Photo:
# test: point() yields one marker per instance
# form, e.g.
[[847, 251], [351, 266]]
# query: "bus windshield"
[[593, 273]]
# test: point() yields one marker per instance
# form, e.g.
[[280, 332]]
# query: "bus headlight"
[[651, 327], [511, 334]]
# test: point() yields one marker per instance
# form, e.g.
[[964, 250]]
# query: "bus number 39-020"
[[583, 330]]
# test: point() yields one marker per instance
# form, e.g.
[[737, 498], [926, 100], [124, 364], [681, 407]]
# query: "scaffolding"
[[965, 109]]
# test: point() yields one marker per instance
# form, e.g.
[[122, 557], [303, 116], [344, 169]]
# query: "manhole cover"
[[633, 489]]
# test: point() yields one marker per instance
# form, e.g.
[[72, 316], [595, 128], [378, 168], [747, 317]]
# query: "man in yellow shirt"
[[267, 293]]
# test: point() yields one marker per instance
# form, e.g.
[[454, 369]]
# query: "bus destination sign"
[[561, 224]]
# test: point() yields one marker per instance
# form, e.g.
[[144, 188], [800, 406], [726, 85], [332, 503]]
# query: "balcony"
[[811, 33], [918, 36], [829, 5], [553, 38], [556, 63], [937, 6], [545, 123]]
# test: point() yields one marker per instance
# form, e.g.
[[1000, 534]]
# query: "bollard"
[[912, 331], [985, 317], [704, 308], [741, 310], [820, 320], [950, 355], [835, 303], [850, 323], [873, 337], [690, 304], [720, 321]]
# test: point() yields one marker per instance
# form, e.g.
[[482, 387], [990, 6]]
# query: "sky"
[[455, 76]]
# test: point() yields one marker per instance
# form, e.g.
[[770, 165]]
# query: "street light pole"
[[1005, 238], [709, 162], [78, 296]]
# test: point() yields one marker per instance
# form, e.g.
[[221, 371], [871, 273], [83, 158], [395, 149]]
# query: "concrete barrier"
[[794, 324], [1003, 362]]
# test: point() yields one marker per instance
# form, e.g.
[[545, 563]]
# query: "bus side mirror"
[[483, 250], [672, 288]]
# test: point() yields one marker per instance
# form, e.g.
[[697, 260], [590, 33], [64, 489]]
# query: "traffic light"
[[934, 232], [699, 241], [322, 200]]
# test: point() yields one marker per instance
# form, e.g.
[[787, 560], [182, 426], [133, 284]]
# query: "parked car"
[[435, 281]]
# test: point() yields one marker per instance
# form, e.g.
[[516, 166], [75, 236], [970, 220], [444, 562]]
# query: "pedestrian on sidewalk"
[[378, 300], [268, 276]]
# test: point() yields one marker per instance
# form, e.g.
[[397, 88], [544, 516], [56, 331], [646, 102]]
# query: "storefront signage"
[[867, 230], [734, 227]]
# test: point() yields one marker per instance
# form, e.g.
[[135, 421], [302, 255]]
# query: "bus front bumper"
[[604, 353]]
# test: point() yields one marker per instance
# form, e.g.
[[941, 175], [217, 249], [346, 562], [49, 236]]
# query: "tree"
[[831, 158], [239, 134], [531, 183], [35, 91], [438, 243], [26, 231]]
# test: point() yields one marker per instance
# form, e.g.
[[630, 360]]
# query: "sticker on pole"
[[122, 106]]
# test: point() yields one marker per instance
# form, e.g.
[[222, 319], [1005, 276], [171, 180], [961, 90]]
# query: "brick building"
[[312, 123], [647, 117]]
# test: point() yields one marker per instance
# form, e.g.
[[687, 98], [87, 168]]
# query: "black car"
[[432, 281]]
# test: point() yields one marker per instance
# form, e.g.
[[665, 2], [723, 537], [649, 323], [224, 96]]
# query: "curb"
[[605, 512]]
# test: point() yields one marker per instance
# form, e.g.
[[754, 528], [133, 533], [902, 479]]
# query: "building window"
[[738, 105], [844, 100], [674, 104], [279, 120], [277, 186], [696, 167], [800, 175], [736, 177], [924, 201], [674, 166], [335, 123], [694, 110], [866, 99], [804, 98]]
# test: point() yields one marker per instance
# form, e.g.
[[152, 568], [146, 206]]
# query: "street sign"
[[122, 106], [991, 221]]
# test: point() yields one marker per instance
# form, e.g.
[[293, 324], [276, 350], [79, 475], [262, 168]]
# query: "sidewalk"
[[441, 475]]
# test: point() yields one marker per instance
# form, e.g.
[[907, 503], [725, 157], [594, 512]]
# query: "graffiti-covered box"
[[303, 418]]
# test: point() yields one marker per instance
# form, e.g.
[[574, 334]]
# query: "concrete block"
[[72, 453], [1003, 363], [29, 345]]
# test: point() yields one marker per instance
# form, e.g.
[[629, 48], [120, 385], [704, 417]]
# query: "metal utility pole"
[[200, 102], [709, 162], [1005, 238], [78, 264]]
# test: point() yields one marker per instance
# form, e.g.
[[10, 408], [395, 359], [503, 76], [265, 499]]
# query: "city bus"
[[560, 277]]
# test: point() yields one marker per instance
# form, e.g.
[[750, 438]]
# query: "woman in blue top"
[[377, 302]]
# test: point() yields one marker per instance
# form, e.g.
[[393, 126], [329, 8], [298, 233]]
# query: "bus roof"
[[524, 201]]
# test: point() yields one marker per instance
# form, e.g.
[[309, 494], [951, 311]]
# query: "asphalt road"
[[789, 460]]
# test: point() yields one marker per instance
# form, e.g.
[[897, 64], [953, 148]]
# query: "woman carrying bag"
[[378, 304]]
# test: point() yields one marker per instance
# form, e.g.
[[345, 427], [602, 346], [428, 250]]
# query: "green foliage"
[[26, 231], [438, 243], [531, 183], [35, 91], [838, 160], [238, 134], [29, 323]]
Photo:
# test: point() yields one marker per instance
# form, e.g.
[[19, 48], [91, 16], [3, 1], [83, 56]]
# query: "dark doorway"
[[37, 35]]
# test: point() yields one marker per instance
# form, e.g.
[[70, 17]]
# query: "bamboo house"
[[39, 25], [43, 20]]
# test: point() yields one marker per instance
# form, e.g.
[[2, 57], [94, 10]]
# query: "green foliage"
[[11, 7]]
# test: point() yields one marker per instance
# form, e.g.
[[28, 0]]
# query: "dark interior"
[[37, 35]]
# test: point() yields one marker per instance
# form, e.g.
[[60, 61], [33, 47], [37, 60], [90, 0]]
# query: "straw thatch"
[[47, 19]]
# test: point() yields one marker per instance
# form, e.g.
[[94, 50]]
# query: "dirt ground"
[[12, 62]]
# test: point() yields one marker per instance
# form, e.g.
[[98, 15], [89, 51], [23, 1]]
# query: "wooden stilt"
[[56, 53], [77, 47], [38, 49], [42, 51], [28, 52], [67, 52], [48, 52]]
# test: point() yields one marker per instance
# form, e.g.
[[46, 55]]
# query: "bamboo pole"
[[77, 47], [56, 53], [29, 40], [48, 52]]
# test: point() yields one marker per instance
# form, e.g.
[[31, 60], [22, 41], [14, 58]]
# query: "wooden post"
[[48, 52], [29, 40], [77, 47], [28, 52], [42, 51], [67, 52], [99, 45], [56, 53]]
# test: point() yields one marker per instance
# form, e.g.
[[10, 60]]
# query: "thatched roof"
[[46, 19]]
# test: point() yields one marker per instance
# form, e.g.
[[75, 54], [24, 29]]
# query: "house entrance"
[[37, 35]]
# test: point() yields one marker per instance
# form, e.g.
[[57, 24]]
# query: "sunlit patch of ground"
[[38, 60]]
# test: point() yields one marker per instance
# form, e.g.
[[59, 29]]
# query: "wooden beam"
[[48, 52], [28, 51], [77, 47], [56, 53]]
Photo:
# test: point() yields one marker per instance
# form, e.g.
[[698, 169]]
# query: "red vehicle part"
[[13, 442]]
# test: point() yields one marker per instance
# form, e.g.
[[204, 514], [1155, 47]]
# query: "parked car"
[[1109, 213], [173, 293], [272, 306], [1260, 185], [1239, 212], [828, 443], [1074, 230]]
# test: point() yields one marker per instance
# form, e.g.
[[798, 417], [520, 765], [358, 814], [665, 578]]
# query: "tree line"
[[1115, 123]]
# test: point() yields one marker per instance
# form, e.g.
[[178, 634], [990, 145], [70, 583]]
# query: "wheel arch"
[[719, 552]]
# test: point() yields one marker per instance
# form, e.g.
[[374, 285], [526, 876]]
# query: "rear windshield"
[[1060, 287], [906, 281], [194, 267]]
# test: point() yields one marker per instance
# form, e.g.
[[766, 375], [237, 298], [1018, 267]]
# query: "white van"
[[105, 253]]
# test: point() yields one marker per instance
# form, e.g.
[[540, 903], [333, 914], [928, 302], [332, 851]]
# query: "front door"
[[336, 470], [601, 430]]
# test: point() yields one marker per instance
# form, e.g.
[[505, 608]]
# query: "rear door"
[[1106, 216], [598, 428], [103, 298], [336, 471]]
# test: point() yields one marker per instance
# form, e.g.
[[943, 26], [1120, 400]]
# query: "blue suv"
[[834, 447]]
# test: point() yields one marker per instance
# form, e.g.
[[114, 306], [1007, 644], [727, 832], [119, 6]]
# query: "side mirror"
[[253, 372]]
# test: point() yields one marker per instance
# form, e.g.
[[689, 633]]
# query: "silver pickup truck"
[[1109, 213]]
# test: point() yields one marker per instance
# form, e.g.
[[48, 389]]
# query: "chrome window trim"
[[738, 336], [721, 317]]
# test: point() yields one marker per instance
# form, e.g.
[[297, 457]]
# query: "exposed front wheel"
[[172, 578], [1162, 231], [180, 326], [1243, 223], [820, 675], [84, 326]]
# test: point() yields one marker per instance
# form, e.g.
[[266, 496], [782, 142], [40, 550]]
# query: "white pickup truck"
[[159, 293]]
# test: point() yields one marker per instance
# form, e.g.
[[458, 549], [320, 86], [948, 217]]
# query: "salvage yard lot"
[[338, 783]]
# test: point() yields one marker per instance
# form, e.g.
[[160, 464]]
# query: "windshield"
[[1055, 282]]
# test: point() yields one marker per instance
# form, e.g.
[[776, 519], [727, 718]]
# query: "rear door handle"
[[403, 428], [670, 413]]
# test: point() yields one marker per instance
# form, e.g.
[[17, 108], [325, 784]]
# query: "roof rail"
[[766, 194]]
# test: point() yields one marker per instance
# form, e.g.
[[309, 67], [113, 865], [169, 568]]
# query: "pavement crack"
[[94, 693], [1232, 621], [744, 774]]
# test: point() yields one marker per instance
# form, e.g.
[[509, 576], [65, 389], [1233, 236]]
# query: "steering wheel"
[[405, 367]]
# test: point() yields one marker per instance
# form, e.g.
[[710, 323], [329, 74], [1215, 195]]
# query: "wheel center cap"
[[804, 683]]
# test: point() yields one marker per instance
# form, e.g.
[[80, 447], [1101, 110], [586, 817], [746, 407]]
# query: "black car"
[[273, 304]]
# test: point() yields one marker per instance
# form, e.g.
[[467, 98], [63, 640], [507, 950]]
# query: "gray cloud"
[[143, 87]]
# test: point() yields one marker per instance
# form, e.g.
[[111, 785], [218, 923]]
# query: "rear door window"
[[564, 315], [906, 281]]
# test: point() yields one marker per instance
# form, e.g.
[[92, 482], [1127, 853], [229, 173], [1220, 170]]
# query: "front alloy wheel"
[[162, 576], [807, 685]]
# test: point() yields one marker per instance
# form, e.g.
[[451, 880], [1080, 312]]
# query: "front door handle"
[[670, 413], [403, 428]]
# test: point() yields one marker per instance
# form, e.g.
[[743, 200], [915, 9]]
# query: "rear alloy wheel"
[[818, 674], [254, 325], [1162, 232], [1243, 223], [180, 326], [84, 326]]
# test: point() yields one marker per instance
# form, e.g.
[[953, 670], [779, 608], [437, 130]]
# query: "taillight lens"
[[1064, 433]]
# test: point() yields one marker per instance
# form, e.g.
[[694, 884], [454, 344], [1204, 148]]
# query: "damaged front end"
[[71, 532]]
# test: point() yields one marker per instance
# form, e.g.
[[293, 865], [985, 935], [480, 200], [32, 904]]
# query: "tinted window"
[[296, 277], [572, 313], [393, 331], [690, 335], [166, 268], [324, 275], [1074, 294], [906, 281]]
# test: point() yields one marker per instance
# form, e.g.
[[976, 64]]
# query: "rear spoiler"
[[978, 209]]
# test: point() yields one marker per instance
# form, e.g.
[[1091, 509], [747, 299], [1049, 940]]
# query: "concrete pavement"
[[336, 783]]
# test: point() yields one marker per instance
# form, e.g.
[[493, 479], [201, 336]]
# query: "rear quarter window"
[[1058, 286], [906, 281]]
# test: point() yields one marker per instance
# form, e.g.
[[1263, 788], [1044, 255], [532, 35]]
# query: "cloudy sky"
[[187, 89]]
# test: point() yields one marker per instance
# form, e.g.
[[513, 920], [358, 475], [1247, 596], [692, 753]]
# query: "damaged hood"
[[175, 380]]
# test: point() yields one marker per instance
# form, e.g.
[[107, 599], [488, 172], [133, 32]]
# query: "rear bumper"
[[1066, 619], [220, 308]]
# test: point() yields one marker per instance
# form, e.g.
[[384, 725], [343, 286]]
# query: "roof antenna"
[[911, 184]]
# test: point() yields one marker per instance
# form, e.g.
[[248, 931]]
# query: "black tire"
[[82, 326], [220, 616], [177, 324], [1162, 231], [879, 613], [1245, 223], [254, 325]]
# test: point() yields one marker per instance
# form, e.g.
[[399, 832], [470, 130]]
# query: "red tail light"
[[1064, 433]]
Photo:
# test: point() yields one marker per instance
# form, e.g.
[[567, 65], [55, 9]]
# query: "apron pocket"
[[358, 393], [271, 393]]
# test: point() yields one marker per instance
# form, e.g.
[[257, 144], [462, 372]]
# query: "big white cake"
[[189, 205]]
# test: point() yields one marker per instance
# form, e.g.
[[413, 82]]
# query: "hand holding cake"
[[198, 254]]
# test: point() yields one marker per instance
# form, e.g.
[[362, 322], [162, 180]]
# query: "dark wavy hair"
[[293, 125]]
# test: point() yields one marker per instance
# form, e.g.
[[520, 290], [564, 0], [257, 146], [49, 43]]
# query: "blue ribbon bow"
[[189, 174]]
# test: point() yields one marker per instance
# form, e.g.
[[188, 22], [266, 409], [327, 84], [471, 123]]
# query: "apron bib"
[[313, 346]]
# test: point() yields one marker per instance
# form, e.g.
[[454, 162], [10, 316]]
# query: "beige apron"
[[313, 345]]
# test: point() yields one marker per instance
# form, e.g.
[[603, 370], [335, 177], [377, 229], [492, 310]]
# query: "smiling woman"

####################

Exercise requirements: Count the lines in the listing that contain the word "wooden", and give only that number.

Answer to the exercise: 3